=== Section Start ===
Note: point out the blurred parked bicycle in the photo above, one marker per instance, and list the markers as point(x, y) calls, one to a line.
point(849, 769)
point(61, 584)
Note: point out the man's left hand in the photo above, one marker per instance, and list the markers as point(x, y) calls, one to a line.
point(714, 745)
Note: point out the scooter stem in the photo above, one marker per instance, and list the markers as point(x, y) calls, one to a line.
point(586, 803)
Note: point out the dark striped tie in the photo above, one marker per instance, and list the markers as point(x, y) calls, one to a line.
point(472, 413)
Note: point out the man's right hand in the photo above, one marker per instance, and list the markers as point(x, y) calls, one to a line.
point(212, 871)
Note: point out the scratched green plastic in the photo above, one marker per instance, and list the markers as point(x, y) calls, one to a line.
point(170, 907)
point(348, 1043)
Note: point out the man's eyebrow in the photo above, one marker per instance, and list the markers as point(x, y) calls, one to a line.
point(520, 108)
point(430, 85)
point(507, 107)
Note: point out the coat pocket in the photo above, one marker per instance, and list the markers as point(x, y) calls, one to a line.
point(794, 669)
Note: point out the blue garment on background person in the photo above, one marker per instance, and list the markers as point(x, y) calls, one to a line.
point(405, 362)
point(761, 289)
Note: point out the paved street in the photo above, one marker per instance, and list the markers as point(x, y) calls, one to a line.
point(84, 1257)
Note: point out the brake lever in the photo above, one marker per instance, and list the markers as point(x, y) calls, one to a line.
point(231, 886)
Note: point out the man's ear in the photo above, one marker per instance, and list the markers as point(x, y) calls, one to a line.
=== Section End ===
=== Section Start ===
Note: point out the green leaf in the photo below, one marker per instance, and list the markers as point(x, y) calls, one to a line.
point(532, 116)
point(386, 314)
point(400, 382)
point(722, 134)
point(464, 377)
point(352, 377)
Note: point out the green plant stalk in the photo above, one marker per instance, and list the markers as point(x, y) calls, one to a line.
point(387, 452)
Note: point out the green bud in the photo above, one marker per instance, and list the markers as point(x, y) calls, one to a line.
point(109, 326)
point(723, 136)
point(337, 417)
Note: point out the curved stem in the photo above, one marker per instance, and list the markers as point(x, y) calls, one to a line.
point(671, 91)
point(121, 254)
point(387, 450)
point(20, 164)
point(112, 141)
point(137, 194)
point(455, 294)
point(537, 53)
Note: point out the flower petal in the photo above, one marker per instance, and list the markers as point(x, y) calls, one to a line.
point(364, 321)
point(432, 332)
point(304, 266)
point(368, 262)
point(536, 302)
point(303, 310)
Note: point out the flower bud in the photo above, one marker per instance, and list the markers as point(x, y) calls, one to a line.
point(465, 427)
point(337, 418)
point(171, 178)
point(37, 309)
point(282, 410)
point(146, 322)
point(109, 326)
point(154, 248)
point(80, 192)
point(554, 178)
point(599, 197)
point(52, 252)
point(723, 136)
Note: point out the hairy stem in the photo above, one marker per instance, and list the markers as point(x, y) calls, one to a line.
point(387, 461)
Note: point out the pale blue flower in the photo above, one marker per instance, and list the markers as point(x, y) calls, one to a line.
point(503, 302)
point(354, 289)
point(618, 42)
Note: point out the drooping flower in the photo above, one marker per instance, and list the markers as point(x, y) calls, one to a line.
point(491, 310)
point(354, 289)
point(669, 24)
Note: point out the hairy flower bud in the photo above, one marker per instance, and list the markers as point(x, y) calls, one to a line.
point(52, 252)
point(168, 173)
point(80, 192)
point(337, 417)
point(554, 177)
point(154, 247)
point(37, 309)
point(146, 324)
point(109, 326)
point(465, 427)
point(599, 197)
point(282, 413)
=== Section End ===
=== Section Start ===
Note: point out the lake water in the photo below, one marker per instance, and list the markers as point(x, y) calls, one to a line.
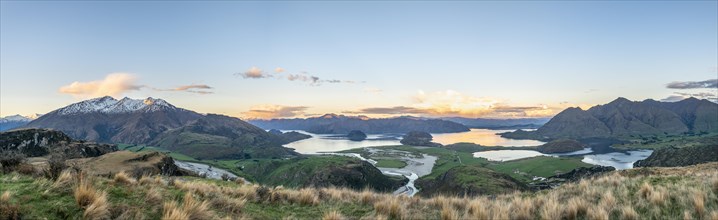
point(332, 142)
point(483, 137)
=== Section End ===
:: WHAT YOU WILL DO ::
Would you copy out exactly the lines above that start at the one containing "Note: point out the paved" and end at the one containing "Note: point out the man's ear", inclusive?

:: RESPONSE TO THIS EXERCISE ::
Note: point out the paved street in the photo above, one marker per instance, and list the markers as point(x, y) calls, one to a line.
point(84, 1257)
Note: point out the brake lever in the photo above, one marker per instance, and list the markers as point(x, y) calls, one to a line.
point(231, 886)
Note: point out the man's ear in the photo above, one marker per instance, and list the markers as point(x, y) calls, one to a line.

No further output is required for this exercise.